Please go through the records below and return every line holding the word "sample".

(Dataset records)
-- Opening Marker --

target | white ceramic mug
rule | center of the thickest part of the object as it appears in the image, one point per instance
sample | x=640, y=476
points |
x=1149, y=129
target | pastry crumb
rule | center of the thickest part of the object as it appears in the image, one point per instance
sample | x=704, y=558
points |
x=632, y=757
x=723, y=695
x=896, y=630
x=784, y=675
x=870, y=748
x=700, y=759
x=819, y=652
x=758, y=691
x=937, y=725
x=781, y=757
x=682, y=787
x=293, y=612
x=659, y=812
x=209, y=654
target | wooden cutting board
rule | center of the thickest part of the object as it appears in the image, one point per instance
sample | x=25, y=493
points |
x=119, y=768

-- Closing Marker --
-- Opening Marker --

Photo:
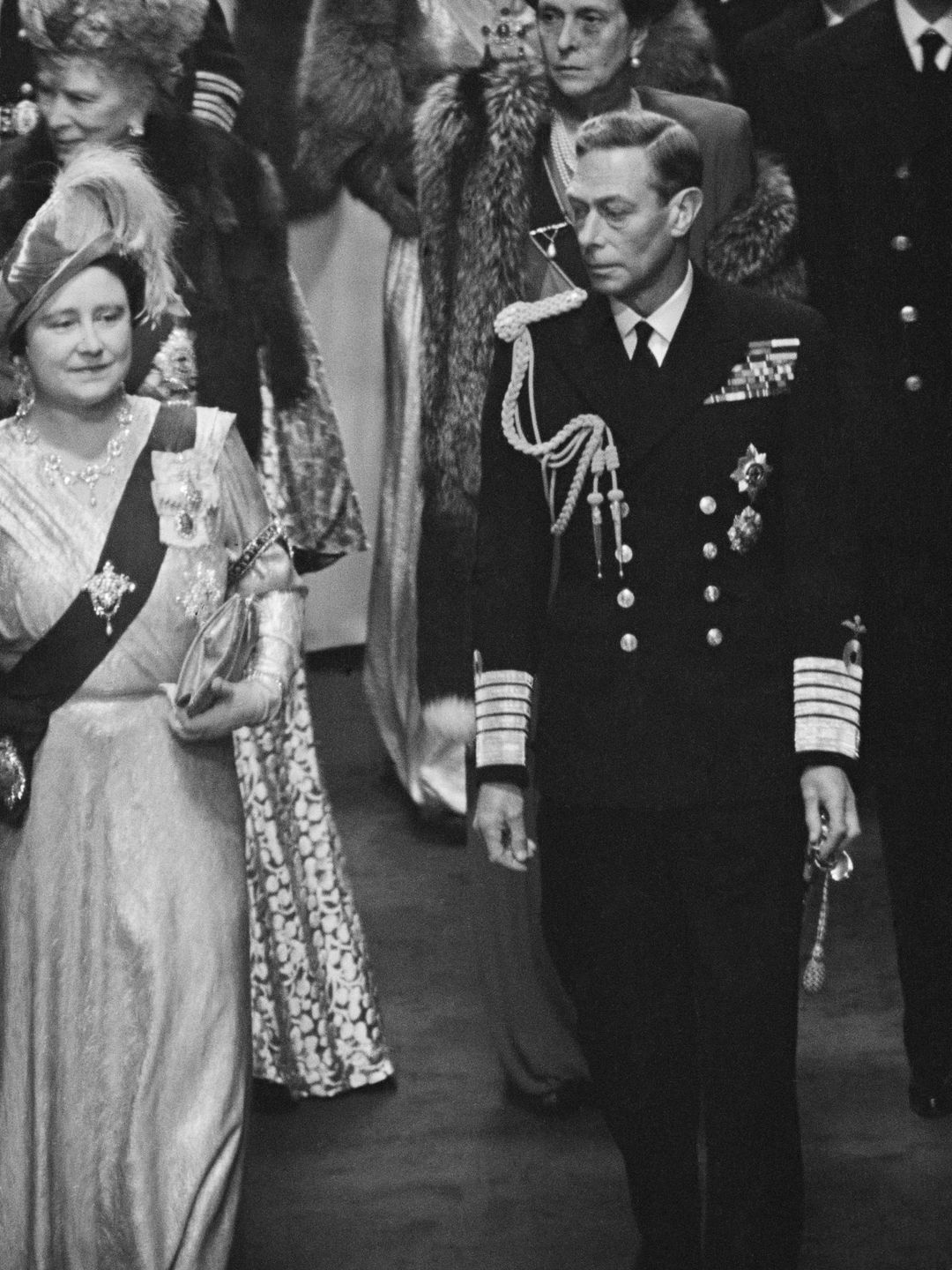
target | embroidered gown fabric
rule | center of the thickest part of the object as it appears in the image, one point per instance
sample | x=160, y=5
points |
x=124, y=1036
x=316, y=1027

-- Closing Marker --

*ANSWER TO THE PROBLEM*.
sample | x=640, y=476
sample | x=704, y=558
sample | x=25, y=493
sample | x=160, y=5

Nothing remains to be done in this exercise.